YOUR TASKS ▸
1. Using the passage on returning displaced people in Sri Lanka, decide whether each statement below agrees with it: (a) the first return of displaced people took place in November 2009; (b) latrines in the centrally provided semi-permanent areas of the camps were clean and well functioning; (c) returnees received a cash grant from the UN through a local bank. Answer yes or no for each, and quote the words from the passage that decide it.
2. Carry the passage on returning displaced people in Sri Lanka forward, starting after its final sentence.

*** Opening of SOURCE DOCUMENT ***

So, despite dismal living conditions in the camps, the temporary schools we helped to set up were well attended and the teachers (who were also in the camps and from the same communities) worked hard – as did health workers including those dealing with malnutrition. The areas in the camps where communities managed their own sanitation had clean, well-functioning latrines, unlike the earlier established semi-permanent areas where these were centrally provided and often filthy and damaged.
By assisting government efforts to clear mines and Unexploded Explosive Ordnance (UXO), space was also created for non-government mine organizations (e.g. the Halo Trust and others) to also work at scale. This combined effort permitted earlier returns. Some of the political and security reluctance of the government was overcome through a wide mix of national and international measures of which confidence building and compassion were important, if not sufficient, elements.
A return programme for the displaced population followed the basic principle that people who were displaced first would be returned first. So, in November 2009 I found myself in Adampan as part of the first return of displaced people back to their homes, organized by our UN team together with local government officials. It was the happiest and most hopeful experience I had since arriving in Sri Lanka! Despite the damages to their homes and farms, most were generally delighted to have proper identification cards again, recognizing they were in their village, and to have a cash grant from the UN through a local bank to be able to repair and rebuild their homes and farms. However, the biggest source of hope was that their children could return to their old school. Classes began almost immediately, even if that meant sitting on a floor in a damaged school. The happiest scene I experienced was seeing children get off the bus and immediately see their old playground equipment – worse for wear but still there and working: after 2 years of living in hellish conditions – they were back home with their friends.

*** Close of SOURCE DOCUMENT ***
*** Opening of RECORDED DATA ***

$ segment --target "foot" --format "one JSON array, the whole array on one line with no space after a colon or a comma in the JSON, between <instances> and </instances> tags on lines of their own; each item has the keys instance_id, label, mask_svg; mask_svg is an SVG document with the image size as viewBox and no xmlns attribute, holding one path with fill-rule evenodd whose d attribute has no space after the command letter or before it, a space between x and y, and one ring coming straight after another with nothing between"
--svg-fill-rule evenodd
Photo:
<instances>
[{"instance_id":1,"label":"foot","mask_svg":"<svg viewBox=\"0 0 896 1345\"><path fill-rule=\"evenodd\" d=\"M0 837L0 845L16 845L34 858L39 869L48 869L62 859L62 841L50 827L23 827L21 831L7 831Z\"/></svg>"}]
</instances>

*** Close of RECORDED DATA ***

ANSWER SECTION ▸
1.
(a) Yes: "in November 2009 I found myself in Adampan as part of the first return of displaced people back to their homes"
(b) No: "unlike the earlier established semi-permanent areas where these were centrally provided and often filthy and damaged"
(c) Yes: "to have a cash grant from the UN through a local bank to be able to repair and rebuild their homes and farms"

2.
For them (and for me too) this was a demonstration of the power of generating hope. I saw that when people from Adampan and other places arrived from the “combat zone” in the camps between March and May 2009, they seemed hopeless. But as community was re-established, even in a camp environment, as they felt relatively safer, as they saw there was a prospect to return home and that there were opportunities for their children’s education, then their hope gradually returned and that in turn helped them to rebuild their lives and their community.
I am convinced that the story of Adampan, multiplied a thousand times, was an important element of Sri Lankans, through their own voices, eventually bringing about big changes in the country. Hope was both more resilient than I thought, and more of a multiplier of change. Hope was key to peacebuilding, hope was key to recovery, and hope is key to continued human development for people in Sri Lanka.